[Given records]
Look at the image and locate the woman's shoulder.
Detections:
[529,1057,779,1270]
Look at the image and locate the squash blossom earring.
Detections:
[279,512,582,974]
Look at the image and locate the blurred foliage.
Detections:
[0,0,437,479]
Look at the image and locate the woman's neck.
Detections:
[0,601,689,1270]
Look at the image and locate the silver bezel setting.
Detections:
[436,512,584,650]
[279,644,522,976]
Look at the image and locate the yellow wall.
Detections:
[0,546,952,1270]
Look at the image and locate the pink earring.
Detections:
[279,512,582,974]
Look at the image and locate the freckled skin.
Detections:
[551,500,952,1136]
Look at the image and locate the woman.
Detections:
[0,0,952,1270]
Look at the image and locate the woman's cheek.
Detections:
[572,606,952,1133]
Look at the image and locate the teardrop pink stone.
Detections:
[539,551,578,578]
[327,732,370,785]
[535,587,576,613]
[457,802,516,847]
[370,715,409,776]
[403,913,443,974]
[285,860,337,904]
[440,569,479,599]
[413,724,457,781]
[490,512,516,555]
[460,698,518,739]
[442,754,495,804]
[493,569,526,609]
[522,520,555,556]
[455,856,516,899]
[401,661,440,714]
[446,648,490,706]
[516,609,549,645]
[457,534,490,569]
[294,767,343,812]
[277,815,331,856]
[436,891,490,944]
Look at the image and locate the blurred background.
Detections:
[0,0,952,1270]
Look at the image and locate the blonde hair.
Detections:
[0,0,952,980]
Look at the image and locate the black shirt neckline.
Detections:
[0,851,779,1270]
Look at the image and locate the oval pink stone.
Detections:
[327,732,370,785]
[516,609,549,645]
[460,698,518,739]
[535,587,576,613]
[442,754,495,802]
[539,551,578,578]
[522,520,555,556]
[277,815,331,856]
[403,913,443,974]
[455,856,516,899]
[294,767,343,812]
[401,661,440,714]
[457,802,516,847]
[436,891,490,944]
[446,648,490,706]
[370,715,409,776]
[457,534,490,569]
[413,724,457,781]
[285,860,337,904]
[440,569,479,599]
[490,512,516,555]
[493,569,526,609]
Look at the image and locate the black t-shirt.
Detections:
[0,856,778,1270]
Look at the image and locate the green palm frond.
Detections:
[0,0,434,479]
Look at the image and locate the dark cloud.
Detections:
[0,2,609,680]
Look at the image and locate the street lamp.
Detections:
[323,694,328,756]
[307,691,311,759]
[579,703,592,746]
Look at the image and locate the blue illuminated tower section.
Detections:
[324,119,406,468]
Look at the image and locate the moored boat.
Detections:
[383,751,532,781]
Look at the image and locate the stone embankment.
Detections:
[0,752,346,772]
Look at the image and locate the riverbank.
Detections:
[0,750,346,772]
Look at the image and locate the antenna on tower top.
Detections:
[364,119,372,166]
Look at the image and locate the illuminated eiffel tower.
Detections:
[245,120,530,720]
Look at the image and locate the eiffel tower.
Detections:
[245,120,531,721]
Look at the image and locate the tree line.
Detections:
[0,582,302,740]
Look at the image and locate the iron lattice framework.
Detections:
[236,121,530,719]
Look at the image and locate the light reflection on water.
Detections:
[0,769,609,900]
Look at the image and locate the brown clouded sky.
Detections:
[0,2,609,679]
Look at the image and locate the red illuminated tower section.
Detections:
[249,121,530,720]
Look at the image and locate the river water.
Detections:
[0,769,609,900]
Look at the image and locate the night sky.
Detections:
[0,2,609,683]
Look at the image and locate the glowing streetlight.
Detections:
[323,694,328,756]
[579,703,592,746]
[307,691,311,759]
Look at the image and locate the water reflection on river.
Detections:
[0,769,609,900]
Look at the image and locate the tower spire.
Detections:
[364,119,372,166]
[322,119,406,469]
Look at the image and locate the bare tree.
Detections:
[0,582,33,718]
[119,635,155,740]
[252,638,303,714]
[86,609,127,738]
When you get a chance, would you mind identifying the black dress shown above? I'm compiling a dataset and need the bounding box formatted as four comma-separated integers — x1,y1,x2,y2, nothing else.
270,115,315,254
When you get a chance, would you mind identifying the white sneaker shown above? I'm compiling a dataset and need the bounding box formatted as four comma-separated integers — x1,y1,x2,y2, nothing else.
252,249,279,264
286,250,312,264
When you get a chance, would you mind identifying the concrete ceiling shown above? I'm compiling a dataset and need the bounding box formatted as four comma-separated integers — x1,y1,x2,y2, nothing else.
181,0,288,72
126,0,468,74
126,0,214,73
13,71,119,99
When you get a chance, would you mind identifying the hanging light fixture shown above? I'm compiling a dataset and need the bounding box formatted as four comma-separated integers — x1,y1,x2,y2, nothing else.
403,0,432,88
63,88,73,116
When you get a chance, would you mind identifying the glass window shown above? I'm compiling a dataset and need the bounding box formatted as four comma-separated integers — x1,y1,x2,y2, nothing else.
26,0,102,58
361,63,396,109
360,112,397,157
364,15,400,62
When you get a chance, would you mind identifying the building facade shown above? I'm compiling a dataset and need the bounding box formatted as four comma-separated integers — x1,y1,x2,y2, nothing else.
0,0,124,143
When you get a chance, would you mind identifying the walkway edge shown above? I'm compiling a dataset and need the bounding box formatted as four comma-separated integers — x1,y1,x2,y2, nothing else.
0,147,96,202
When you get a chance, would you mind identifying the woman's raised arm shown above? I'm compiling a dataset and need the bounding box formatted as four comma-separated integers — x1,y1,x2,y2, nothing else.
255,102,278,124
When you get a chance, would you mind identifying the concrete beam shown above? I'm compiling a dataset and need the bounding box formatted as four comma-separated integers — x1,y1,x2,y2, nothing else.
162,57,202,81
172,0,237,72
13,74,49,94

[The problem]
Rewrite all the lines above, swapping "woman's" for "model's" each time it occurs and leaving everything else unchanged.

[Answer]
Look at the image and locate the model's shoulder.
Detections:
[529,1057,779,1270]
Look at the image and locate the squash blossom earring.
Detections:
[279,512,582,974]
Look at the image and locate the blurred foliage.
Detections:
[0,0,437,479]
Look at the image and locate the model's neck.
Detections:
[0,601,689,1270]
Look at the image and locate the silver bezel setting.
Detections:
[436,512,584,650]
[279,644,522,976]
Look at the image and locate the yellow wall.
Detections:
[0,546,952,1270]
Look at the image and locate the pink earring.
Detections:
[279,512,582,974]
Look at the image and locate the freckled skin.
Detections:
[551,500,952,1136]
Look at the image and locate the woman.
Detections:
[0,0,952,1270]
Look at the image and locate the model's cheek.
Detections:
[572,606,952,1133]
Look at the image and locate the teardrop pink stone.
Detections:
[539,551,578,578]
[327,732,370,785]
[535,587,576,613]
[457,802,516,847]
[370,715,409,776]
[403,913,443,974]
[285,860,337,904]
[440,569,479,599]
[413,724,457,781]
[490,512,516,555]
[460,698,518,739]
[442,754,495,804]
[493,569,526,609]
[522,520,555,556]
[455,856,516,899]
[401,661,440,714]
[446,648,490,706]
[516,609,549,645]
[457,534,490,569]
[294,767,343,812]
[277,815,331,856]
[436,891,490,944]
Look at the image and locate the blurred background.
Detections:
[0,0,952,1270]
Look at the image and locate the blonde hair.
Detections:
[0,0,952,980]
Look at the image and locate the black shirt neckline.
Detections:
[0,851,779,1270]
Look at the image and locate the oval pink stone.
Detections:
[327,732,370,785]
[516,609,549,645]
[460,698,518,739]
[535,587,576,613]
[442,754,495,802]
[539,551,578,578]
[522,520,555,556]
[277,815,331,856]
[403,913,443,974]
[455,856,516,899]
[294,767,343,812]
[401,661,440,714]
[457,802,516,847]
[436,891,490,944]
[446,648,490,706]
[370,715,409,776]
[457,534,490,569]
[413,724,457,781]
[285,860,337,904]
[440,569,479,599]
[490,512,516,555]
[493,569,526,609]
Look at the image and locate the black t-shirt.
Detections:
[0,856,778,1270]
Look at the image and locate the green palm frond.
Detections:
[0,0,434,479]
Look at the image and locate the dark cloud.
Detections:
[0,2,609,680]
Look at the image and locate the street lamp.
Detections:
[323,694,328,756]
[307,691,311,759]
[579,703,592,746]
Look at the image and locate the blue illuminated tower section.
Detections:
[324,119,406,468]
Look at the image and locate the moored boat.
Detections:
[383,751,532,781]
Look at the image and locate the stone embankment.
Detections:
[0,752,346,772]
Look at the image and locate the riverbank.
Detections:
[0,750,346,772]
Look at the image and locate the antenna on tower top.
Detections:
[364,119,372,166]
Look at the image and locate the illuminated eiffel tower.
Detections:
[245,120,530,720]
Look at the image and locate the eiffel tower.
Detections:
[245,120,531,721]
Look at the image and locate the tree line.
Detections:
[0,582,302,740]
Look at the image and locate the iron lattice framework.
Detections:
[236,121,530,719]
Look at the image and locate the light reflection on water.
Detections:
[0,769,609,900]
Look at the image and locate the brown clouded sky.
Detections:
[0,2,609,679]
Look at the image and locate the red illuminated tower section.
Detections:
[249,121,530,720]
Look at the image and locate the river water.
Detections:
[0,769,609,900]
Look at the image and locate the night sky.
Detections:
[0,2,609,683]
Look at the image and locate the glowing streetlight.
Detections:
[323,694,328,756]
[579,703,592,746]
[307,691,311,759]
Look at the image and locate the water reflection on river.
Detections:
[0,769,609,900]
Look at the image and locate the tower spire.
Detections:
[364,119,372,166]
[322,119,406,469]
Look at the image and locate the bare tree.
Detections:
[0,582,33,718]
[119,635,155,740]
[252,638,303,714]
[86,609,127,738]
When you get a chance, would you mind identifying the black dress shown above? I'm compiling a dataset and need the bounding box formatted as four comma-separated integers — x1,y1,x2,y2, nothing else.
270,115,315,254
When you get a chance, would you mind identifying the white sneaker shown above? I'm compiling a dataset and need the bounding box formatted as four comma-separated integers — x1,y1,x2,y2, nothing else.
252,249,279,264
286,250,312,264
When you get a chance, would you mind identifying the concrete ceiling shown above? I'm compiling a dataset and need the bounding box formatted as four comma-separated integers — x1,y1,x2,y2, nothing else.
181,0,288,72
126,0,468,74
126,0,214,73
13,71,119,99
When you get a chance, would you mind identifying the hanging light fixture shown above? I'm compiling a dataset and need the bounding box formatted as four comma-separated integers — x1,y1,x2,y2, nothing else.
403,0,432,88
63,88,73,116
When you get a chance, would you mind identifying the glass window shown above? I'm compiling a dataset and need the bounding box formatted as four comma-separated integers — x1,y1,x2,y2, nothing else.
26,0,102,58
361,63,396,109
360,112,397,157
364,15,400,62
When you get a chance, would you mind identifying the building facade shown above? I'm compiling a dataset and need the bounding box formatted as four comma-separated integers — x1,y1,x2,y2, nothing else.
0,0,124,143
When you get a chance, would you mind identifying the walkway edge shown above? I'm compiling a dataset and need the bounding box formatted as four comma-separated integers — x1,y1,x2,y2, nothing else.
0,147,96,202
When you get a chance, would you mind identifying the model's raised arm shown above? I'm compiling a dataset and need the bounding box formatted as four comma-separated integers — x1,y1,x2,y2, nothing else.
255,102,278,124
When you get a chance, would you mind identifying the concrete beam shown above? I'm compiling a dataset and need the bounding box formatted as four comma-separated integers — x1,y1,x2,y2, nothing else.
162,57,202,81
172,0,237,72
13,74,49,94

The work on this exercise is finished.